── Text block ──
It is proved in [5] that if $f\text{(}t\text{)}\in {\text{PW}}_{\sigma }^2$ and f(t) is sufficiently smooth in the sense that there exists k ∈ ℤ⁺ such that t^kf(t) ∈ L²(ℝ), then, for t ∈ ℝ, |t| < Nπ/σ, we have

$$\begin{array}{ll}\hfill \left|R_N\left(f\right)\left(t\right)\right|\le T_{N,k,\sigma }\left(t\right)& :=\frac{{\xi }_{k,\sigma }{E}_k|\text{sin}\sigma t{|}^2}{\sqrt{3}{\left(N+1\right)}^k}\left(\frac{1}{{\left(N\pi -\sigma t\right)}^{3/2}}+\frac{1}{{\left(N\pi +\sigma t\right)}^{3/2}}\right)\\ +\frac{{\xi }_{k,\sigma }\left(\sigma E_k+k{E}_{k-1}\right)|\text{sin}\sigma t{|}^2}{\sigma {\left(N+1\right)}^k}\left(\frac{1}{\sqrt{N\pi -\sigma t}}+\frac{1}{\sqrt{N\pi +\sigma t}}\right),\end{array}$$

(5)
───
── Data extract ──
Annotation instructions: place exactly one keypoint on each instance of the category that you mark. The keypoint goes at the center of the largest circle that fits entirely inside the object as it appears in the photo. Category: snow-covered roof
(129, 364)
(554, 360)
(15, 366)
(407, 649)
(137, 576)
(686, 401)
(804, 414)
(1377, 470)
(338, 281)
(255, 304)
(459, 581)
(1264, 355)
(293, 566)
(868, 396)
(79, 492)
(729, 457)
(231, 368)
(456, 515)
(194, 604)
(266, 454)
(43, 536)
───
── Data extract ──
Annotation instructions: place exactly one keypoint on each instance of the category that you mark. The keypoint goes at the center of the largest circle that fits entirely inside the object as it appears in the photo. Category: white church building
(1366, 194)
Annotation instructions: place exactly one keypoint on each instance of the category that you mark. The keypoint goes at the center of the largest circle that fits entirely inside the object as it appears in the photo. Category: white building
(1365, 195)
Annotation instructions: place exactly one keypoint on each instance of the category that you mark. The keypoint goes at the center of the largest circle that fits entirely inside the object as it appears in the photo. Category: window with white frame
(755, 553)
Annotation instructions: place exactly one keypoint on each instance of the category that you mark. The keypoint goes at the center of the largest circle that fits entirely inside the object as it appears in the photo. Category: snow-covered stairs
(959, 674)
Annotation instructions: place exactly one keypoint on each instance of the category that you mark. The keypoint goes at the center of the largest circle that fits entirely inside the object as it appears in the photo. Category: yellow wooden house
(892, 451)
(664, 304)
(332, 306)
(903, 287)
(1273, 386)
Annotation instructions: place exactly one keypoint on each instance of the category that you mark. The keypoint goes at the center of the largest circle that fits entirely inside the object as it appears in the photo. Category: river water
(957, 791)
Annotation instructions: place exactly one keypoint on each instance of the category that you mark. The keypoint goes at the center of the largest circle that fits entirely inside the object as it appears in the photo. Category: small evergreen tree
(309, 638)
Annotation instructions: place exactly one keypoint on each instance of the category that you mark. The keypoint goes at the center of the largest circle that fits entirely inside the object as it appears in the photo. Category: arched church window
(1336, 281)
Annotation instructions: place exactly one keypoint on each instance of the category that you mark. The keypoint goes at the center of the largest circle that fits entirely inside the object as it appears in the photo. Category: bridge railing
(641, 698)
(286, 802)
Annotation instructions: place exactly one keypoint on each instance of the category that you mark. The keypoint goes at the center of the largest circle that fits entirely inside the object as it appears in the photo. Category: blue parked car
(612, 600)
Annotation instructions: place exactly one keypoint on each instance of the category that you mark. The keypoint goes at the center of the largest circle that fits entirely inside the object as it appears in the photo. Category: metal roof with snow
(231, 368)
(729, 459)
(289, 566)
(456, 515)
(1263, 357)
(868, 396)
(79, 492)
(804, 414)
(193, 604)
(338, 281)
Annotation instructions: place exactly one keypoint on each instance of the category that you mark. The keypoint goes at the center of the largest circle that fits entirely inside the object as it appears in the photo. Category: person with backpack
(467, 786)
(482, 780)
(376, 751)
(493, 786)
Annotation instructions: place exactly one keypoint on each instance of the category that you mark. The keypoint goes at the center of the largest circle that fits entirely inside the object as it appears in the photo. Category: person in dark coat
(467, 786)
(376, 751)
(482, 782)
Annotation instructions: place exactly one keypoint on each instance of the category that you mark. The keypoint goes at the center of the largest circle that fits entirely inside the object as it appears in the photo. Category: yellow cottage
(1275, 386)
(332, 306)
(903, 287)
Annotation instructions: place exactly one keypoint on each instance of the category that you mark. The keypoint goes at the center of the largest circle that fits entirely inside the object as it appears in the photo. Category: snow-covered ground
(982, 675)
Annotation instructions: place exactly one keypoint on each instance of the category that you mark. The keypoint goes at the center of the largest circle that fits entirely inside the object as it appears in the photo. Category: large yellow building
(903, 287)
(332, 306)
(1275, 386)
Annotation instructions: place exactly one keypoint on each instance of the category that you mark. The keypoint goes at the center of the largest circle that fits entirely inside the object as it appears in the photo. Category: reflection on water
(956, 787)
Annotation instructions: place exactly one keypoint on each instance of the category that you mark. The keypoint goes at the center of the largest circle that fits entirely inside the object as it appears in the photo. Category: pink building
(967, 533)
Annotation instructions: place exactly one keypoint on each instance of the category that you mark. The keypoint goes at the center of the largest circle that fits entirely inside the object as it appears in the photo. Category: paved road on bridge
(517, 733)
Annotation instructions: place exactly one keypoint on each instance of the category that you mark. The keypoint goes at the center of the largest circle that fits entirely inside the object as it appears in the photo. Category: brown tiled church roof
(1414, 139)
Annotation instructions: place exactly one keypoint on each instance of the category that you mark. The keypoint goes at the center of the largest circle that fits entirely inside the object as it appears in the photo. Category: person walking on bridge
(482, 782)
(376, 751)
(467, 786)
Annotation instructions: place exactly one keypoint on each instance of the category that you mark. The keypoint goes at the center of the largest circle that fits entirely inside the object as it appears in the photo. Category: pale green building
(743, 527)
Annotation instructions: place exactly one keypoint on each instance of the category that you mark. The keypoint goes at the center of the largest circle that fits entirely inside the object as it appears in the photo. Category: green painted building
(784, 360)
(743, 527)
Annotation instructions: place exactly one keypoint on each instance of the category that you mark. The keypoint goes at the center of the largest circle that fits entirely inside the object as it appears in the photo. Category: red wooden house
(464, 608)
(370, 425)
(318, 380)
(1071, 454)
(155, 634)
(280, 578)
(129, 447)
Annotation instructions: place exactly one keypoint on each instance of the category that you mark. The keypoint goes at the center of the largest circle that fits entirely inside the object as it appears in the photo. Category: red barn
───
── Data extract ──
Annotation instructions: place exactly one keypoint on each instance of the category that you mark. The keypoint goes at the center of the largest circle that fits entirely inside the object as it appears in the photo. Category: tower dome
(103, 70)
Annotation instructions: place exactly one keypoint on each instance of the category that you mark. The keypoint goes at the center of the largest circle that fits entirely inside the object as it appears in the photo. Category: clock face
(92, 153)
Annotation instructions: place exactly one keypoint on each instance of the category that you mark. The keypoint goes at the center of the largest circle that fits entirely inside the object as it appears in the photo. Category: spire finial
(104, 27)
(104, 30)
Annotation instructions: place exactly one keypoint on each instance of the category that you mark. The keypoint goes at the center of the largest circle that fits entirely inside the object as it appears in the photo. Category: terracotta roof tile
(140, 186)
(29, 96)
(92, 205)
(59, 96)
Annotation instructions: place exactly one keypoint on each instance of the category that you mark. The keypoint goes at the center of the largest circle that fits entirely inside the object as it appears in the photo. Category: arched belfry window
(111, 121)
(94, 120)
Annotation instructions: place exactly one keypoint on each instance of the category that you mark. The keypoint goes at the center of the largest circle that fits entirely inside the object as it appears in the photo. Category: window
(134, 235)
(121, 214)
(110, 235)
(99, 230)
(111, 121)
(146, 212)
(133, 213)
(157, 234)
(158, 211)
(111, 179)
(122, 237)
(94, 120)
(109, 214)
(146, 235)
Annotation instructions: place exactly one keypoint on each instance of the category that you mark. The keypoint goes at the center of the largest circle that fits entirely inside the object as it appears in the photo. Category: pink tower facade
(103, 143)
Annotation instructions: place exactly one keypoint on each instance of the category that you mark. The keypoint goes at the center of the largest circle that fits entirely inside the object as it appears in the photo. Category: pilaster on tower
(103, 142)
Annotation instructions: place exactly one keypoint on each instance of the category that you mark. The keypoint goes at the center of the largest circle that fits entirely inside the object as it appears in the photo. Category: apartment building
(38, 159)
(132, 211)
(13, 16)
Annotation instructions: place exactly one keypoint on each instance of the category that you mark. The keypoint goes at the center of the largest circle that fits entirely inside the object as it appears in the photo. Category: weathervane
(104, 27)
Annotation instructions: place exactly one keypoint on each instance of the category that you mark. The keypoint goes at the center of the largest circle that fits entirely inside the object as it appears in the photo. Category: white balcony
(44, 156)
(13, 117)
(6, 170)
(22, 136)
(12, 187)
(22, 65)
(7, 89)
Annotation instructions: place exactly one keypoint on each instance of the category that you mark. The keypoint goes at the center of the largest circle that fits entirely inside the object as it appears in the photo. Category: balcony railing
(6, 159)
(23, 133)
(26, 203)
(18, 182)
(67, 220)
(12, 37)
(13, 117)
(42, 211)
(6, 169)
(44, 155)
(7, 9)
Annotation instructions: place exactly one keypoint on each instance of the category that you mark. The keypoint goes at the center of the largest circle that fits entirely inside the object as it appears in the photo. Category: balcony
───
### The tasks
**a.** In the excerpt on the truncation error bound, for which values of t is the inequality stated to hold?
**b.** List every fraction with numerator 1 that appears inside parentheses in the bound given in the error-bound excerpt.
**c.** Carry on the excerpt on the truncation error bound from the point after the inequality numbered (5).

### Answers given
**a.** It holds for real t with |t| < Nπ/σ.

**b.** 1/(Nπ − σt)^{3/2}, 1/(Nπ + σt)^{3/2}, 1/√(Nπ − σt), 1/√(Nπ + σt)

**c.**
where the constants E _k and ξ_k,σare given by

$$E_k:=\sqrt{\underset{-\infty }{\overset{\infty }{\int }}|t^{k}f\left(t\right){|}^{2}dt},{\xi }_{k,\sigma }:=\frac{{\sigma }^{k+1/2}}{{\pi }^{k+1}\sqrt{1-4^{-k}}}.$$

(6)

The amplitude error occurs when approximate samples are used instead of the exact ones, which we can not compute. It is defined to be

$$\begin{array}{ll}\hfill \mathcal{A}\left(\epsilon ,f\right)\left(t\right)& =\sum _{n=-\infty }^{\infty }\left[\left\{f\left(\frac{n\pi }{\sigma }\right)-\tilde{f}\left(\frac{n\pi }{\sigma }\right)\right\}{S}_n^2\left(t\right)\right.\\ \left.+\left\{f^{\prime }\left(\frac{n\pi }{\sigma }\right)-{\tilde{f}}^{\prime }\left(\frac{n\pi }{\sigma }\right)\right\}\frac{\text{sin}\left(\sigma t-n\pi \right)}{\sigma }{S}_n\left(t\right)\right],t\in ℝ,\end{array}$$

(7)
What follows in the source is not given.